PROBLEM 1
In the text on the Israeli drama series Normali, who plays Noam's mother?
PROBLEM 2
Write a continuation of the text on the Israeli drama series Normali, starting after its last sentence.

TEXT EXCERPT
- נורמלי
- Genre: Drama
- Created by: Leore Dayan; Asaf Korman;
- Directed by: Asaf Korman
- Starring: Roy Nik; Rami Heuberger; Liron Ben-Shlush;
- Music by: Guy Ben Ami
- Country of origin: Israel
- Original language: Hebrew
- No. of seasons: 1
- No. of episodes: 8

Production
- Cinematography: Daniella Nowitz
- Editors: Nimrod Goldstein Asaf Korman
- Running time: 35 minutes
- Production company: Dori Media Darset

Original release
- Network: HOT
- Release: November 4, 2020

= Normali =

Israeli television drama series

Normali (נורמלי) is an Israeli television drama series created by Leore Dayan and Asaf Korman. It stars Roy Nik as the protagonist Noam Ashkenazi, a stressed young columnist with an unhealthy reliance on ritalin to achieve his deadlines. Rami Heuberger stars as Udi, Noam's father and Liron Ben-Shlush plays Noam's psychiatrist, Dr. Zarowski. It premiered on HOT on 4 November 2020.

The series is inspired by Dayan's real-life short stay at a psychiatric hospital and his own illustrious family. He is the son of the film director, Assi Dayan and grandson of Moshe Dayan. Caroline Langford, Assi's ex-wife and Leore's mother, plays Noam's mother in the series.

==Plot summary==
Noam Ashkenazi (Roy Nik) is a young 25-year-old columnist who suffered a severe paranoia attack after taking too many Ritalin pills he bought from teenage drug dealers. His concerned father, Udi (Rami Heuberger) arranges for him to be admitted to a psychiatric ward. Noam finds himself hospitalized in a closed ward, where he has to face for the first time a foreign environment that includes extreme people and strict rules. In the psychiatric ward he also finds for the first time people who can understand and accept him as he is, which makes him believe that he has found a place where he can feel like he belongs. But the department, and its medical staff, have their own rules and ways of doing things.

DATASET ENTRIES
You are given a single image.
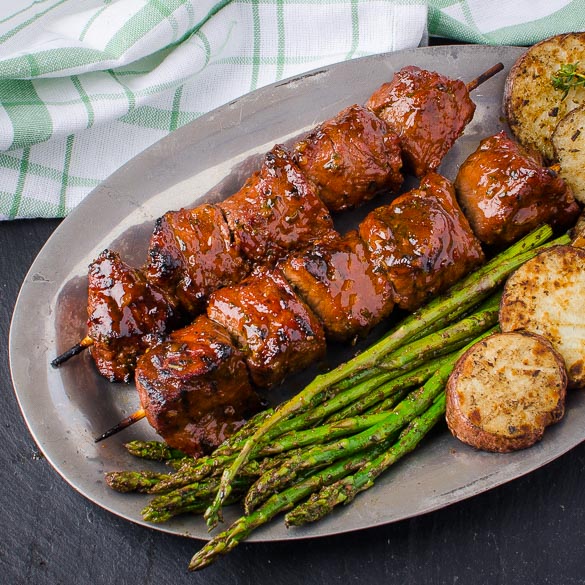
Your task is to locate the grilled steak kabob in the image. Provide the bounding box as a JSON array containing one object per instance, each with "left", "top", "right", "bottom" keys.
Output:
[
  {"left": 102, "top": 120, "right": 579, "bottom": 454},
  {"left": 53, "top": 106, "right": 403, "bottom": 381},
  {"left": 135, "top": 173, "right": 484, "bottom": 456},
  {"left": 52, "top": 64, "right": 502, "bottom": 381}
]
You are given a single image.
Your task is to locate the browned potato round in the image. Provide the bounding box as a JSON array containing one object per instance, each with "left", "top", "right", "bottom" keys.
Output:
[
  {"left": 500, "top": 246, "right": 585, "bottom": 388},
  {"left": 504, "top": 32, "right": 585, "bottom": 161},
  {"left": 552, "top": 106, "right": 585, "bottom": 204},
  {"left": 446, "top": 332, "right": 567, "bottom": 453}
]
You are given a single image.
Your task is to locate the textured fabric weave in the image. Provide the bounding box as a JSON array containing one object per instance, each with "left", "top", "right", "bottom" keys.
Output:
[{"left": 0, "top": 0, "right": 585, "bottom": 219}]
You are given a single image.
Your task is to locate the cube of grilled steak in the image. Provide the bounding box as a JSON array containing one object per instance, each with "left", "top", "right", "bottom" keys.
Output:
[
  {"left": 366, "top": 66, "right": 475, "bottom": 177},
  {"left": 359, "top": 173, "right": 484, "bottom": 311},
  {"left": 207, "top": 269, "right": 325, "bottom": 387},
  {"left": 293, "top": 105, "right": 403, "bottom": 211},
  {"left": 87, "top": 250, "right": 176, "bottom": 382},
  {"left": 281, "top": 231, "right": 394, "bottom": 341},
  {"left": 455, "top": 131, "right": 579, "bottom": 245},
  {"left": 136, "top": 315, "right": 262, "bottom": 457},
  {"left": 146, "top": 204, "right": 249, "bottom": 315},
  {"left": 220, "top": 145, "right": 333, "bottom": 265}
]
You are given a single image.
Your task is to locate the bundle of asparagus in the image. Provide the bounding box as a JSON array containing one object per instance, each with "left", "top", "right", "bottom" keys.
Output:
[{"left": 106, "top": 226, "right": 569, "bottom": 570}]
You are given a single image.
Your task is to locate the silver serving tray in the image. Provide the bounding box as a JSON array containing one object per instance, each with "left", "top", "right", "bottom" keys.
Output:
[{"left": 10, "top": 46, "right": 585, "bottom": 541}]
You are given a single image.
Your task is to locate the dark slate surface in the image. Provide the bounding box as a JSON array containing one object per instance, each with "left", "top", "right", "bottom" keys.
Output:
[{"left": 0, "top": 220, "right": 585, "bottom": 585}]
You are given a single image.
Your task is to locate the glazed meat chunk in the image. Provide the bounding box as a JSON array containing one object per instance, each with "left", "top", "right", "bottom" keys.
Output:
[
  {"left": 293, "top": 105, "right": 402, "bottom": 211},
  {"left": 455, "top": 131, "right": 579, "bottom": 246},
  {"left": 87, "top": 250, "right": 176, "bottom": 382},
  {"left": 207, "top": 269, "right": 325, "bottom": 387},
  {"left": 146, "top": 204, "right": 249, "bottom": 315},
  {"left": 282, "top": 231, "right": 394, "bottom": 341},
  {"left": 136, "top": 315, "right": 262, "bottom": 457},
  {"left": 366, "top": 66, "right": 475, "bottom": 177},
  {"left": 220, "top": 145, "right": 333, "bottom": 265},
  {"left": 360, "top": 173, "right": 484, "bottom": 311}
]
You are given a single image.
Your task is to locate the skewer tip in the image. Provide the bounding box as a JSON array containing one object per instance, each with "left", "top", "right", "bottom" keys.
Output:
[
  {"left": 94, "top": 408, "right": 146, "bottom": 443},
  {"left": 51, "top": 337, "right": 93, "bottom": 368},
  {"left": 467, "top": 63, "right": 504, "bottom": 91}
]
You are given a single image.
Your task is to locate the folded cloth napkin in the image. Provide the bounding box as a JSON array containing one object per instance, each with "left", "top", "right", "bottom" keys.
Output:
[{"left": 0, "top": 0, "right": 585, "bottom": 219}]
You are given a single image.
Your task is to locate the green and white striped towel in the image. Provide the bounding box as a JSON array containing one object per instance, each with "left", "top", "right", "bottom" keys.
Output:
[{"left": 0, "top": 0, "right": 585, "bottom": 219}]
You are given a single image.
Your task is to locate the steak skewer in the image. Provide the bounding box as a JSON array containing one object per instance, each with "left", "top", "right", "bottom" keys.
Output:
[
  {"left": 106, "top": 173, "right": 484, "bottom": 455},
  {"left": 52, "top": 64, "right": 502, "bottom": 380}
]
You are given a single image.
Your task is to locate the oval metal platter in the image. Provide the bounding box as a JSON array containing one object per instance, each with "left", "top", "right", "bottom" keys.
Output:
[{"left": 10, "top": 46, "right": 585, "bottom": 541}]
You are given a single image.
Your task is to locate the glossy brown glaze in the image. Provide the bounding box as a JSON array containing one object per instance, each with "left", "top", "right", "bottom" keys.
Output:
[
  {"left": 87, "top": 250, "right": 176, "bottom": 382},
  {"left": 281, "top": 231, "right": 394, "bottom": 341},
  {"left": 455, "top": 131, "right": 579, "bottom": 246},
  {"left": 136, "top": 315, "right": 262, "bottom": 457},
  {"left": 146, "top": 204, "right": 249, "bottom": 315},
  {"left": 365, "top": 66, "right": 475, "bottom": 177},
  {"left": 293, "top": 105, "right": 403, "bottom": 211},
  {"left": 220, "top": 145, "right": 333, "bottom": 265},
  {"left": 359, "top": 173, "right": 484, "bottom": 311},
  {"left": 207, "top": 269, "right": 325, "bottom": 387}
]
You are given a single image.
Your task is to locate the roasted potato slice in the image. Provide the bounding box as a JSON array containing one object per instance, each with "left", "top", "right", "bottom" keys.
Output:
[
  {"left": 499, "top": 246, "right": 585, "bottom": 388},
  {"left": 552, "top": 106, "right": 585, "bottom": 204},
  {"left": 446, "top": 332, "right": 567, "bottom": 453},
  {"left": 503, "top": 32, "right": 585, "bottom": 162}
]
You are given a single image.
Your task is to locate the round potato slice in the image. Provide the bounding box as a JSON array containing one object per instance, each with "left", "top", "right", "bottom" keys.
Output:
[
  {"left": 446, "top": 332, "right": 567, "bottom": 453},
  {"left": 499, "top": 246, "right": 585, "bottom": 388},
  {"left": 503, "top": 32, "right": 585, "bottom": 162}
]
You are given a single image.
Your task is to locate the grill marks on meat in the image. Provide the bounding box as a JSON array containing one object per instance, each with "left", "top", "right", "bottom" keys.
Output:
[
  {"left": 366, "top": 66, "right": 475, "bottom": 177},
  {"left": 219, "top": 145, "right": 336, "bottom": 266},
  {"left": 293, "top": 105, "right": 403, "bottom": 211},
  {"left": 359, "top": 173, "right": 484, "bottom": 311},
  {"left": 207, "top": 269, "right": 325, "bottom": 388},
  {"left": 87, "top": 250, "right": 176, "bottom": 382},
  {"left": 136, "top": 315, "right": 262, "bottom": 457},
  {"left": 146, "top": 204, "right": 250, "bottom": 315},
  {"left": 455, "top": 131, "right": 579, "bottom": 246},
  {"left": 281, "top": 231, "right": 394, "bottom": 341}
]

TASK RESPONSE 1
Caroline Langford, who is Leore Dayan's mother, plays Noam's mother.

TASK RESPONSE 2
==Cast==
- Roy Nik as Noam Ashkenazi, a young columnist
- Rami Heuberger as Udi Ashkenazi, Noam's father and a famous writer
- Liron Ben-Shlush as Dr. Zarowski, Noam's psychiatrist
- Shiraz Lanciano as Karin Maimon, a young patient at the psychiatric ward and Noam's love interest
- Caroline Langford as Noam's mom
- Varda Ben Hur as Nurse
- Lee Gilat as ward patient
- Omer Etzion as Tomer
- Karin Tepper as Nurse Sigal

==Reception==
The series was well received. Hannah Brown of The Jerusalem Post wrote: "I appreciated the series’ unromanticized look at mental illness and its ability to put you inside Noam's head. It also features some excellent writing, especially in the scenes that establish and develop the relationship between father and son." Nik was also nominated for an International Emmy Award for Best Actor for his performance as Noam.